(Records excerpted from a collection)
■ ■ ■ ■ ■

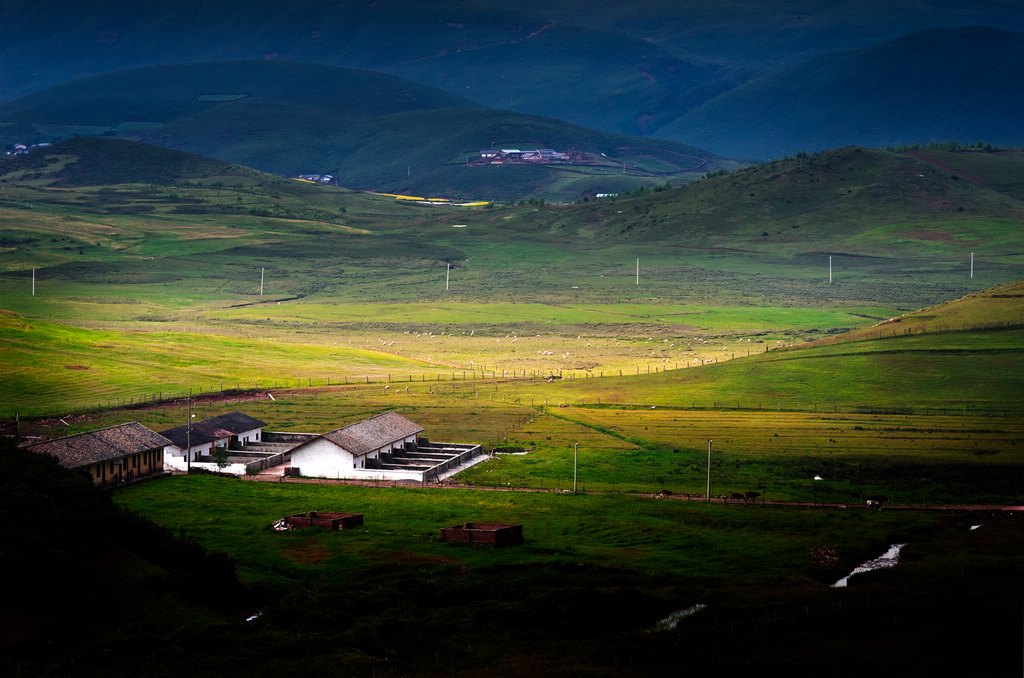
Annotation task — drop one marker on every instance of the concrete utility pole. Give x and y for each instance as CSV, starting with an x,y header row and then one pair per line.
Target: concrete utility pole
x,y
708,496
188,436
576,464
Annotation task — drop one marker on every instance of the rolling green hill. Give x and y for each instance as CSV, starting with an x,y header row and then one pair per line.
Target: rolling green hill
x,y
370,130
735,256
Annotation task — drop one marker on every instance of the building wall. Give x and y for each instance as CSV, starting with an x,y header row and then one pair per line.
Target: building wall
x,y
131,466
176,456
321,458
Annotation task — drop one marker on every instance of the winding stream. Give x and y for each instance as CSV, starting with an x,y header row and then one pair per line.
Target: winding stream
x,y
887,559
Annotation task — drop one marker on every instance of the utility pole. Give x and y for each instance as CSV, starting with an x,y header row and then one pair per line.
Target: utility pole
x,y
188,436
708,496
576,464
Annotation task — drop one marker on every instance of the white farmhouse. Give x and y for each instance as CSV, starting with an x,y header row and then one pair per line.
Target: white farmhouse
x,y
344,452
203,437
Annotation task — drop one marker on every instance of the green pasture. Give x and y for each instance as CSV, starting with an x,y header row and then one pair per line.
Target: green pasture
x,y
928,457
591,583
667,540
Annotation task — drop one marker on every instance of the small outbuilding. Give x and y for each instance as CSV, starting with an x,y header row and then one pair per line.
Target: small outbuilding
x,y
488,534
113,455
325,520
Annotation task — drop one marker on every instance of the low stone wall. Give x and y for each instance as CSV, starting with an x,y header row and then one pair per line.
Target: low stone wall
x,y
325,520
488,534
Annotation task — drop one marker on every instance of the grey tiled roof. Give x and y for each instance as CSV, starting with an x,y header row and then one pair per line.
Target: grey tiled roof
x,y
214,428
372,433
101,446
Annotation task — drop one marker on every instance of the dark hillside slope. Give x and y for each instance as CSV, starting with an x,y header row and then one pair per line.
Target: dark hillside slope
x,y
95,162
371,130
935,85
755,33
93,580
500,57
824,200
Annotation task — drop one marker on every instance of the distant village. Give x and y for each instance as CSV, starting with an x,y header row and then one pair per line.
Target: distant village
x,y
515,157
23,150
489,157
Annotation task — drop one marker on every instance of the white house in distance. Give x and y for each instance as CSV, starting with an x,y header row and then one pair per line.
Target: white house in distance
x,y
233,429
386,447
336,454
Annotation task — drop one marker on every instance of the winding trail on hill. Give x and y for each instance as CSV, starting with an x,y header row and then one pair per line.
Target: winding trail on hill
x,y
919,155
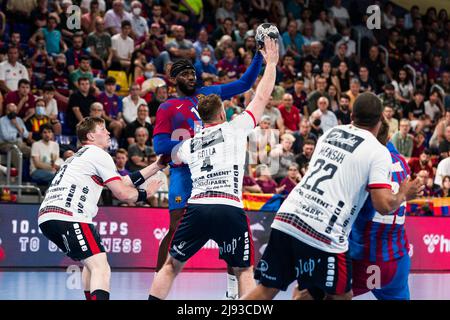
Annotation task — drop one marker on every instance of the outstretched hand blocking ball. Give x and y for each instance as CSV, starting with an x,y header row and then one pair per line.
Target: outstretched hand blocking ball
x,y
266,29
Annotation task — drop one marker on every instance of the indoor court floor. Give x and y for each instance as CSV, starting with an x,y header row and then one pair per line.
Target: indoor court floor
x,y
56,284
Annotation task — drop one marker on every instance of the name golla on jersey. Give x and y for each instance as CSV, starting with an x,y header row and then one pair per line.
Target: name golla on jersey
x,y
216,159
76,188
320,211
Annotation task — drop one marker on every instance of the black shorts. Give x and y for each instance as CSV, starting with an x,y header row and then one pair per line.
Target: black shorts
x,y
287,259
227,225
77,240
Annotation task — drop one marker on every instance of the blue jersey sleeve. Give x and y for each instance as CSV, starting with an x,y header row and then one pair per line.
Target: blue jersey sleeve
x,y
226,91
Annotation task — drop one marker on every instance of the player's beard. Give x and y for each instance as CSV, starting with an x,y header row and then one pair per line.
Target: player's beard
x,y
185,89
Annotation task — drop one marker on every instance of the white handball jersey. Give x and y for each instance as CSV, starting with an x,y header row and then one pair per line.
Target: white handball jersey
x,y
216,159
76,188
321,209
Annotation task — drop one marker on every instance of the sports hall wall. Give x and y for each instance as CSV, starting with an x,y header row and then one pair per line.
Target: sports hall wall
x,y
131,237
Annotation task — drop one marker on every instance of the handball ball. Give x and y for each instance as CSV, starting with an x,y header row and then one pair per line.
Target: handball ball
x,y
266,29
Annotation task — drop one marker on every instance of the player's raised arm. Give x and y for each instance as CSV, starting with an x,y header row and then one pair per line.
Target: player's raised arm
x,y
385,202
131,195
137,178
267,83
229,90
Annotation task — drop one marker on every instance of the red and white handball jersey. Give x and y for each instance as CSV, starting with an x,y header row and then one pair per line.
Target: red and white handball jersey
x,y
76,188
216,159
321,209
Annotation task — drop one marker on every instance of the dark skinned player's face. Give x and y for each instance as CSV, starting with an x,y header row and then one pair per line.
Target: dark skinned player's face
x,y
186,81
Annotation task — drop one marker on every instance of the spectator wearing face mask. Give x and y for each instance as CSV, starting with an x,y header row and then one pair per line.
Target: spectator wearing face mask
x,y
343,113
139,25
292,179
45,160
39,119
204,68
51,108
13,132
23,99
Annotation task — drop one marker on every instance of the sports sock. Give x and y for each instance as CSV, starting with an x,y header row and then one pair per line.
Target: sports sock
x,y
232,287
100,295
87,294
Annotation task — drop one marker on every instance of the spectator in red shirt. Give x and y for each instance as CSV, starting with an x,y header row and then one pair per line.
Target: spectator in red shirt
x,y
250,185
292,178
229,64
419,144
421,163
425,179
444,190
299,94
23,99
290,114
265,181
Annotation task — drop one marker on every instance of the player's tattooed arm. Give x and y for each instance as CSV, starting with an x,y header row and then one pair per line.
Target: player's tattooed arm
x,y
138,177
267,83
385,202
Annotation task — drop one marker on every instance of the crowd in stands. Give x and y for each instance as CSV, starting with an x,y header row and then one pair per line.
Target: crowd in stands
x,y
115,63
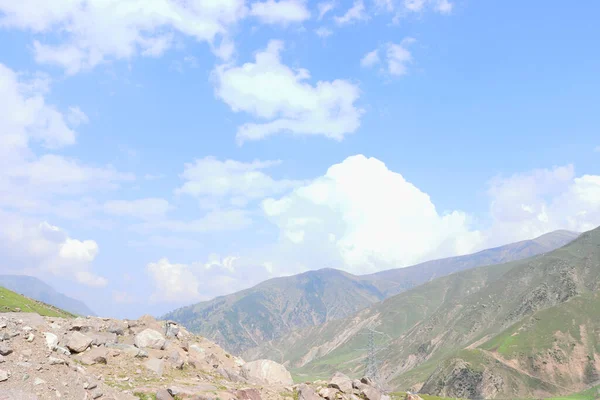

■ ■ ■ ■ ■

TRY IT – Write out the entries above verbatim; the pictures do not belong in your copy.

OUTPUT FOR THIS TASK –
Annotation task — drop one marker on every instance of the concrete utility pole. Give x and y for each instance as CSV, starting with an x,y header row and then one pair per line.
Target: concrete utility pole
x,y
708,496
188,436
576,464
Annotation task — drop one marker on every instance of the rolling green hill. Give x and y for each instance as CSV, starting with an x,y header row and then one pair per line.
Target: rolling green hill
x,y
370,130
735,256
Annotation task — drop one marker on every instance of the building wall. Give x and y for each instance as CSV, starting with an x,y header row and then one pair per line.
Target: building wall
x,y
131,466
176,456
321,458
Annotation task — drop one marker on every instance of the winding stream. Give x and y for each instance as CSV, starting with an x,y header row and then one pair per line.
Target: winding stream
x,y
887,559
Annotation task — drop one marker on every instance of the utility pole. Give x and y for each instance as CSV, starting with an x,y header row and then one pair per line.
Target: utility pole
x,y
188,436
708,496
576,464
Annotation task — drop one marker on every instance of the white farmhouse. Give x and y for each instance as CSV, starting with an x,y header row and then one pair per line.
Target: white farmhouse
x,y
344,452
203,437
Annotation task — drop one marker on every instance of the green pasture. Give x and y for each instance as CSV, starting with an x,y header row and then one pair per line.
Target: green pasture
x,y
928,457
591,583
667,540
Annotation task — drop one marker on every instance of the small outbuilding. Give x and y for each instance as CSV, starting with an x,y header row and then one pair per line.
Target: small outbuilding
x,y
488,534
113,455
325,520
Annotation task — drop one marker on every instance of the low stone wall. Give x and y for each instance as CSV, starting with an x,y header row and then one pair per line.
Target: low stone wall
x,y
325,520
488,534
Annotation task — drop one marker on every instance of the grey tiled roof. Give x and y for each instance as CSV, starting with an x,y header row and then one pair per line.
Target: grey tiled roof
x,y
214,428
372,433
101,446
Annotation task — drop one marker on every instance of the dark hillside slope. Give x and y for each instance as CSV, starting with an x,y header row and then one pair per line.
Target: dark hillside slope
x,y
95,162
371,130
935,85
755,33
93,580
500,57
824,200
Annotation task — drop one marker on every instance of the distant village. Give x and y for each instance as CSV, starting with an x,y header row and then one pair per line.
Target: distant village
x,y
515,157
23,150
489,157
Annotation task — drop one marker on every instance of the white house in distance. Give x and y for each instance as CSV, starting with an x,y header row and then one pair per line.
Target: white house in distance
x,y
233,429
386,447
336,454
Annotation task — drop one marker on every instance of the winding trail on hill. Give x and y for each instance as CSV, starting with an x,y header row and then one pair per line.
Target: winding trail on hill
x,y
919,155
Annotation task — drop one marker on every instance of the outstretched hand blocking ball. Give x and y for each instance as CSV, starting with an x,y header row and then one pair per line.
Target: outstretched hand blocking ball
x,y
266,29
Annotation task — drop one marker on every instance of the indoor court floor. Give x and y for each instance as CSV, starting with an x,y header row and then one pair per line.
Target: indoor court floor
x,y
56,284
Annotation task — drop one marker on every instance of the name golla on jersey. Give x and y for each instance as CSV, starting with an x,y header row and then one pair per line.
Target: name golla on jersey
x,y
216,159
76,188
320,211
Annotation task — drop one marker on every instance of the black shorts. Give x and y for each instance as CSV, starting with an x,y header row and then one pair per line.
Target: black shorts
x,y
287,259
227,225
77,240
Annotation task — drop one marker on every instance of the blue jersey sleeve. Give x and y for each instance as CSV, starting with an x,y header row and then one pair per line.
Target: blue jersey sleeve
x,y
226,91
Annotation task — drop one marker on every instance of the player's beard. Give x and y for each instance as CSV, starting with an x,y header row and then one pair per line.
Target: player's beard
x,y
185,89
Annotation task — drop one marker on every instance of the white handball jersey. Give x and y for each instance as CSV, starting with an x,y header row and then one pair per line.
Target: white handball jersey
x,y
216,159
76,188
321,209
Annotation task — drop one marker on every instance of the sports hall wall. Give x and y for each instance as CSV, starting with an x,y header row and then one pair per line.
Target: sports hall wall
x,y
131,237
Annotation task — drop one marker on every instance of the handball ball. Give x and y for each instance as CSV, starting with an x,y header row and then one pair per line.
Target: handball ball
x,y
266,29
Annotation task — drop one marker on every instance of the player's raised arm. Give x and y for each instance as CSV, starting with an x,y header row and then one pair per line.
Target: player's raised arm
x,y
385,202
131,195
137,178
267,83
229,90
Annotation task — drop one marker on every instance of the red and white handball jersey. Give x and y for each instance as CSV, starting with an x,y header row and then one pair per line.
Target: red and white handball jersey
x,y
76,188
216,159
321,209
Annotation task — drop one marker on every instance of the dark skinned player's face. Give x and y for each instance as CSV, starting with an x,y header row and then one pair per line.
Target: dark skinned player's face
x,y
186,81
Annotation task — drop one marker on every instance of the spectator wearing face mask. Give x and y for each instance as CSV, starting with an x,y header row and then one pair per line.
Target: spectator wearing face mask
x,y
343,113
139,25
292,179
45,160
39,119
204,68
51,108
13,132
23,99
Annotation task — drop one marker on every instance of the sports sock. Give x and y for each instance as CSV, starting with an x,y header row and then one pair per line.
Target: sports sock
x,y
232,287
100,295
87,294
Annotation task — drop one marker on every instance of the spectator in red shirt. Give x and y for each instance as CSV, starting with an x,y header row and then one pair per line.
Target: spectator in red shirt
x,y
250,185
292,178
229,64
419,144
421,163
425,179
444,190
299,94
23,99
290,114
265,181
Annotation task — drop one marker on every instance of the player's tattooed arm. Give x and y for each instance as CSV, starting with an x,y header row and then one pair per line.
Target: player's tattooed arm
x,y
138,177
267,83
385,202
Annotation task — drop one marker on every instance of the crowd in stands. Give x and y for each instance as CSV, starting with an x,y header row and then one pair per line.
Target: crowd in stands
x,y
115,63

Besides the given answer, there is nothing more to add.